[Object point labels]
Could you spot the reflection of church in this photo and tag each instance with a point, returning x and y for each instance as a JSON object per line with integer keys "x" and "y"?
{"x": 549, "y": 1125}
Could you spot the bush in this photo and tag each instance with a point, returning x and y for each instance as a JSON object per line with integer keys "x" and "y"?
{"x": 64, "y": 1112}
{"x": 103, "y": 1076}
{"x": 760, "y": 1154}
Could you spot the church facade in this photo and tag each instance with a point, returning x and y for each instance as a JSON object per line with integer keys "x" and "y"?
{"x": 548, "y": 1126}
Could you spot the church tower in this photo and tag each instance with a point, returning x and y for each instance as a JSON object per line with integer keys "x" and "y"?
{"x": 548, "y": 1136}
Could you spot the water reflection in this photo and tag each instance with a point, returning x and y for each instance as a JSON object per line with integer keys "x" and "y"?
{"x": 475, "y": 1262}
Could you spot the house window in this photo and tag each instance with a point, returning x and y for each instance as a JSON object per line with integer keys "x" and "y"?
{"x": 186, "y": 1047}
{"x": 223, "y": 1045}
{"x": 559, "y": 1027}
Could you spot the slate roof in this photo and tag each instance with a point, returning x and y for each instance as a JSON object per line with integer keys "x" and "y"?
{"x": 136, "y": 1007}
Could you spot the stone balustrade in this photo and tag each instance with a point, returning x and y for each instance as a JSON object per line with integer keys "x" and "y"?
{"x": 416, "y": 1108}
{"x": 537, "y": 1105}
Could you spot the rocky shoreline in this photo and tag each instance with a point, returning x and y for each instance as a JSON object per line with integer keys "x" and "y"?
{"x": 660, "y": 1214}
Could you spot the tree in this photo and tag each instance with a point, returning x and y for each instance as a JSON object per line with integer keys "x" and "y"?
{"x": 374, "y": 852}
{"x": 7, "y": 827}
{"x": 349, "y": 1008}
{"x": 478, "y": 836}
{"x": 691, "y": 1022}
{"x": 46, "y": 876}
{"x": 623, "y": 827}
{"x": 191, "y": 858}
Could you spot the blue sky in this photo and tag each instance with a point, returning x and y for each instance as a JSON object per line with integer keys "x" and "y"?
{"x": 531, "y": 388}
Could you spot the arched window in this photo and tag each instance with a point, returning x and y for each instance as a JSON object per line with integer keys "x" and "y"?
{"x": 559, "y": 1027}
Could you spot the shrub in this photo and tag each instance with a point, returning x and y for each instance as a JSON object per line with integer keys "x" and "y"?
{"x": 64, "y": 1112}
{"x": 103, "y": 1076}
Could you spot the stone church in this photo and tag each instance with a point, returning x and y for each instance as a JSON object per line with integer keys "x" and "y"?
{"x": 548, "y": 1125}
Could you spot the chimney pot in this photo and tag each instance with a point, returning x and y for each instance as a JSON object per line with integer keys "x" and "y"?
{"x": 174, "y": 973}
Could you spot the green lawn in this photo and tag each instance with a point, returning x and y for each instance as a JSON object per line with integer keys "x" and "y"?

### REQUIREMENT
Starting from the line containing "Could you spot the tree" and ending with the final line of the data, reproduce each line exactly as it appears, including no other lines.

### PROBLEM SOLUTION
Could you spot the tree in this photo and tag each instance with a point, returning x and y for each instance as a JSON object per line with integer keys "x" and "y"?
{"x": 374, "y": 852}
{"x": 7, "y": 827}
{"x": 349, "y": 1008}
{"x": 478, "y": 836}
{"x": 691, "y": 1022}
{"x": 46, "y": 876}
{"x": 623, "y": 827}
{"x": 191, "y": 858}
Could you spot the blue sky in this photo and tag each instance with a point, returning x and y for each instance as a JSON object per line with integer keys "x" and "y"?
{"x": 531, "y": 388}
Could you spot the arched window in this photo and tag each instance with a point, returning x and y for each instance as a JSON object per line with integer keys "x" and "y"?
{"x": 559, "y": 1027}
Could you spot the shrub in this photo and tag each instance with a point, returning x and y for each instance as a JSON object per line with integer keys "x" and "y"?
{"x": 64, "y": 1112}
{"x": 103, "y": 1076}
Could you spot the stone church in this photo and tag each instance with a point, returning x and y for each instance as a JSON object per line with integer keys "x" and "y"?
{"x": 548, "y": 1125}
Could you spot the chimney pot in this photo and tag each instance with a point, returning x and y for each instance as a JSON object per line with integer keys "x" and "y"?
{"x": 174, "y": 973}
Could you spot the green lawn in this photo and tag each instance with a point, returning x and y for each instance as a JSON object per line with integer keys "x" and "y"?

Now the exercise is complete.